Разница, однако, в том, что Пушкин всегда говорит правду. Да, действительно, от этого прикосновения он католик, как гоголевский Андрий… Но это лишь указывает на страстную исключительность католицизма (характер Марины в «Борисе»).
Не подлежит сомнению, что Пушкин потворствует встречным идеям. Но это потворство действует хуже любого опровержения: они проверяются на всеобщность. Как правило, ничего не формулируя, выясняется, что «ты для себя лишь хочешь воли».
Вместе с тем, потворствуя и уступая, он как бы показывает, как хороша была бы воля для всех. Встречное разглядывание друг в друге каждого, развившегося до собственной красоты и меры, – его любимый прием при воплощении определившихся стихий (в том числе и национальных). Хотя ни с одной из них отождествляться он не желает и самый союз предполагает лишь как идеал («когда народы, распри позабыв, в великую семью соединятся»). Эту «стилистику» сразу же перенял у него или самостоятельно рядом нашел Глинка (польские сцены в «Сусанине», затем «Руслан»).

▸ Перечень данных:

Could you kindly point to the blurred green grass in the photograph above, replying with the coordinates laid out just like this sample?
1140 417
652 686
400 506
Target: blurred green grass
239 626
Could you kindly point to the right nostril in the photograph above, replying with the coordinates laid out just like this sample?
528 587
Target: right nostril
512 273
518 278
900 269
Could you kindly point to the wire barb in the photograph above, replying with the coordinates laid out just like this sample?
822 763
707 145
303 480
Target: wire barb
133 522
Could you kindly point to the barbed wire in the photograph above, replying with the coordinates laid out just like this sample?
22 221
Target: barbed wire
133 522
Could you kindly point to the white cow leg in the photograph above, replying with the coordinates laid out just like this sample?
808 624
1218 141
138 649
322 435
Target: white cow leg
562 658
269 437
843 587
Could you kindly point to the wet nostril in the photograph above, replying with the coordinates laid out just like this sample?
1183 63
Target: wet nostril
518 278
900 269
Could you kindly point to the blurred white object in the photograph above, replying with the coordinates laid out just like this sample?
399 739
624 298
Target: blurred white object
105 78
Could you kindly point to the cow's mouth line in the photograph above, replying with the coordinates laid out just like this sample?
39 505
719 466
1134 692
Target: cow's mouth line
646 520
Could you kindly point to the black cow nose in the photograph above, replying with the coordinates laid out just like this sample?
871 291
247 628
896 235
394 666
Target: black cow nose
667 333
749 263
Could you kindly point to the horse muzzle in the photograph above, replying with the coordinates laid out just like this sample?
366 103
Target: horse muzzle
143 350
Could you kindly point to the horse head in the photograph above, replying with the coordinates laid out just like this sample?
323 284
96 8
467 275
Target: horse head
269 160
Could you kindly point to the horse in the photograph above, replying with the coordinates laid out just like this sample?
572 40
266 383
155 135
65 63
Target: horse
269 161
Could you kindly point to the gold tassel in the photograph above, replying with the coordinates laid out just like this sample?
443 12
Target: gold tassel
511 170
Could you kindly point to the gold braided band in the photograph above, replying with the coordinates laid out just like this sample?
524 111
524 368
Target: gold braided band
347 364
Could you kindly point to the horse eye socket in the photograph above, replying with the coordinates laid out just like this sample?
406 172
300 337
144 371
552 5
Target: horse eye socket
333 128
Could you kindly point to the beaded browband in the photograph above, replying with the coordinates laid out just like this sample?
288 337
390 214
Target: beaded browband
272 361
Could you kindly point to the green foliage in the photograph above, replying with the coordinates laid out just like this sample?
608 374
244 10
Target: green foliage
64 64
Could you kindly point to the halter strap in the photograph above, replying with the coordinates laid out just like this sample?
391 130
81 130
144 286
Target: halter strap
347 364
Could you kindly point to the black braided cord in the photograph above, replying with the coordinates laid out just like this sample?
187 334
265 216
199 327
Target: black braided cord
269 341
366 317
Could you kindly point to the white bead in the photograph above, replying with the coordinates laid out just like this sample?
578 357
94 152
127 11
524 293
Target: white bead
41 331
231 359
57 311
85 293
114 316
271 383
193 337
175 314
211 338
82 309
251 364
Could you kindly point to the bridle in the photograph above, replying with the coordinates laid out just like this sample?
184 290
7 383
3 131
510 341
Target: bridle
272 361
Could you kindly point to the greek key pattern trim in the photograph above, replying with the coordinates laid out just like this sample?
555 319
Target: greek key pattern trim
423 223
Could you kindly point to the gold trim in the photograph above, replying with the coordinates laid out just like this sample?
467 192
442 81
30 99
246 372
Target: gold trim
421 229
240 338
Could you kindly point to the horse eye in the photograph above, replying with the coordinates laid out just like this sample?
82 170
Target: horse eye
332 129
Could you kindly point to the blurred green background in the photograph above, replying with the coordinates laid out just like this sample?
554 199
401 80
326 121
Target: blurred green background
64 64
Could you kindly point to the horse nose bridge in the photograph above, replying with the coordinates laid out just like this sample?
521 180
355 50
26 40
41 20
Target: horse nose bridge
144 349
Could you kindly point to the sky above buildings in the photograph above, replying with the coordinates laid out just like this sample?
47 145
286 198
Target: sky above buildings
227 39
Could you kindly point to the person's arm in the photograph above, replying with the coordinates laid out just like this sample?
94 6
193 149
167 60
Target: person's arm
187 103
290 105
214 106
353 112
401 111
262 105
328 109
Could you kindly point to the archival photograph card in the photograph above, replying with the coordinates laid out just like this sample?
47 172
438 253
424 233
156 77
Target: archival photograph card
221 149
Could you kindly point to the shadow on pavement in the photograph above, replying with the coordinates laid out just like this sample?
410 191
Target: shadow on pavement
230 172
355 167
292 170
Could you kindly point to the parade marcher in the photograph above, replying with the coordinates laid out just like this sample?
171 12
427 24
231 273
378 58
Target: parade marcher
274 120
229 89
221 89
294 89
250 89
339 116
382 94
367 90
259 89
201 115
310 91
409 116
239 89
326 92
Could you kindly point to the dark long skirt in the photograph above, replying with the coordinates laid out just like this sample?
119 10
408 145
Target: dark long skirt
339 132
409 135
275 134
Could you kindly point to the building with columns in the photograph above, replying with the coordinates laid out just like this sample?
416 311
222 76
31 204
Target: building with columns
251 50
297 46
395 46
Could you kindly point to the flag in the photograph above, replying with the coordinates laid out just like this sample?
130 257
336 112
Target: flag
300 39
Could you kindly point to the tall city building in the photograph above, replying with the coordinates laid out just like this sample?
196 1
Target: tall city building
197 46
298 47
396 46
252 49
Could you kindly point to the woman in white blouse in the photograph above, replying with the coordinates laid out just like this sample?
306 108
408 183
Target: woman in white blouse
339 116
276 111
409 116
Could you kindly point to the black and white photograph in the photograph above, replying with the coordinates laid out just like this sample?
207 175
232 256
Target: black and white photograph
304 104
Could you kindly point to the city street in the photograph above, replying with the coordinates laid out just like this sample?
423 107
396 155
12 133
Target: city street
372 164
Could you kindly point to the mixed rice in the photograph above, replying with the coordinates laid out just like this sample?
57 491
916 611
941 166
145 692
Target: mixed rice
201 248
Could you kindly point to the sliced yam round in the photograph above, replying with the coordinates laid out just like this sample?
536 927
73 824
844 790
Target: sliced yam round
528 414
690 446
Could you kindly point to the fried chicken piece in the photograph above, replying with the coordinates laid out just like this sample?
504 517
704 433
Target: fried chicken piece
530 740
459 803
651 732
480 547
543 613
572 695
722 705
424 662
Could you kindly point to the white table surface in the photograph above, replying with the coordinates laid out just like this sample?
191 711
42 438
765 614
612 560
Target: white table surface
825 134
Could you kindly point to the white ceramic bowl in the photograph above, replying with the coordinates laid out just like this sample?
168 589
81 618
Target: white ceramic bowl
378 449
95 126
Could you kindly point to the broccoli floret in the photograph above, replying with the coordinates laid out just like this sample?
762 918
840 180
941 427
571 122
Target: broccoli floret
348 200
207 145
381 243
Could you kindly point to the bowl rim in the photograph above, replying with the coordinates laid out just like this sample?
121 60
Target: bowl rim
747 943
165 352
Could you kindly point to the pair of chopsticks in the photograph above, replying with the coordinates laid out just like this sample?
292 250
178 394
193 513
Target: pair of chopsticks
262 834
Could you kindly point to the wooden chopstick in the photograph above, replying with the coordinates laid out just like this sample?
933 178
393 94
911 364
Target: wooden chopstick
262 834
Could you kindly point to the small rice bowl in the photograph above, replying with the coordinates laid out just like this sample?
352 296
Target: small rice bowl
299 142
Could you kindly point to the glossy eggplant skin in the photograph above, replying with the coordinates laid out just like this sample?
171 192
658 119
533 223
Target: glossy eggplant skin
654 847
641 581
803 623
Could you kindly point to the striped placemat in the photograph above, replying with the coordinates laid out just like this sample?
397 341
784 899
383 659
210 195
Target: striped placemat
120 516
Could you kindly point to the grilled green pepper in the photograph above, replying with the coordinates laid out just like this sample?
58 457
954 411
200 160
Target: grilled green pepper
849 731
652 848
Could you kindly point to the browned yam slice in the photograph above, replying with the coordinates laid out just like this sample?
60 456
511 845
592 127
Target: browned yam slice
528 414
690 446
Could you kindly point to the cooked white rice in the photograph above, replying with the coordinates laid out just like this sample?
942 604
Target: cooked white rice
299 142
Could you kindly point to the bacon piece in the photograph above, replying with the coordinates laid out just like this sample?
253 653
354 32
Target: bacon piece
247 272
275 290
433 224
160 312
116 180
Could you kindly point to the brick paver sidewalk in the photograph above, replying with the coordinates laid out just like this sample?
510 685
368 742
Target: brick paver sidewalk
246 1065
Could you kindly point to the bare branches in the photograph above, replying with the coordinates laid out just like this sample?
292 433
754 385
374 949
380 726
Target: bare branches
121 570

▸ Условие задания:
Где у Глинки, согласно отрывку о Пушкине, встречается та же «стилистика»? Данные к отрывку о Пушкине отношения не имеют.

▸ Ответ:
В польских сценах «Сусанина», а затем в «Руслане».